Oct. 20, 2020
Target Audience: Families, housemates
Ages: All ages
Estimated Time: 30 minutes - 1 hour
Difficulty Level: Easy
The past seven months have been challenging for all types of households. Schedules have been upended. Homes have become makeshift offices. Classrooms have gone remote or hybrid. Child care centers are closed. Households have added masks, gloves, and hand sanitizer to the list of household to-do’s. The COVID-19 pandemic has increased stress and anxiety for everyone.
And many people feel like they’ve fallen into a pandemic rut. Some days, the stress and work that the pandemic has piled on seem never ending. Other days, work and life blur and time feels like it’s flowing backward. Some activities that used to break up the routine aren’t available to us. And as relationship coach Kyle Benson notes, we’ve lost access to community spaces like coffee shops, playgrounds, and friends’ homes where we could restore and connect more fully with our whole selves beyond work and home. Benson notes that when we feel stressed or stuck in a rut, it’s common to tune out with social media, binging T.V. shows, or other habits that can actually drain our energy and make a rut feel deeper. When this happens, it’s harder to see how our fellow household members are doing or connect with them amid all the upheaval caused by COVID-19.

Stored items
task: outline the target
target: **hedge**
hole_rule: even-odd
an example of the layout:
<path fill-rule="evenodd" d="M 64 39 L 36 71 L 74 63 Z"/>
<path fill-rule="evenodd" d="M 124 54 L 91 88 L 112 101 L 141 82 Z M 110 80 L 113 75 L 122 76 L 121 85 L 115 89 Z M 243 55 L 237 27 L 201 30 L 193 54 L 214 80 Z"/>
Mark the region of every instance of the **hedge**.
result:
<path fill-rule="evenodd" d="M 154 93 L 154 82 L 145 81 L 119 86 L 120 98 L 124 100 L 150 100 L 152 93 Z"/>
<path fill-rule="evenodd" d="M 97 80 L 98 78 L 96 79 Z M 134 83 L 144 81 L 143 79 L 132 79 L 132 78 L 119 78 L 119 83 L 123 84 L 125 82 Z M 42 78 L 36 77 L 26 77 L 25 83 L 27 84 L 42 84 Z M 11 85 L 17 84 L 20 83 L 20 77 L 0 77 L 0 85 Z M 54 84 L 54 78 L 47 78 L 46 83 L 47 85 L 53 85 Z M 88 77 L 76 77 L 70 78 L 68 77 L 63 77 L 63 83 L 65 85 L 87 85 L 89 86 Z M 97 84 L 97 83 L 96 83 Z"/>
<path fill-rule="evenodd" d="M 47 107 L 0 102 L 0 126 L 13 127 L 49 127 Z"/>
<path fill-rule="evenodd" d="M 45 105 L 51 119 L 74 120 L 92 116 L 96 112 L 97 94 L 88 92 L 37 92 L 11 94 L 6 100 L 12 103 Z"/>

### Exercises
a - Using the pandemic household page, say whether each statement agrees with it, answering yes or no and quoting the deciding words: (i) The activity's difficulty is rated as easy. (ii) The activity is estimated to take two hours. (iii) Kyle Benson is identified as a relationship coach.
b - Reproduce the pandemic household page word for word from "Oct. 20, 2020" to "anxiety for everyone.".
The data are unrelated to the pandemic household page.

### Solutions
a -
(i) Yes: "Difficulty Level: Easy"
(ii) No: "Estimated Time: 30 minutes - 1 hour"
(iii) Yes: "as relationship coach Kyle Benson notes"

b -
Oct. 20, 2020
Target Audience: Families, housemates
Ages: All ages
Estimated Time: 30 minutes - 1 hour
Difficulty Level: Easy
The past seven months have been challenging for all types of households. Schedules have been upended. Homes have become makeshift offices. Classrooms have gone remote or hybrid. Child care centers are closed. Households have added masks, gloves, and hand sanitizer to the list of household to-do’s. The COVID-19 pandemic has increased stress and anxiety for everyone.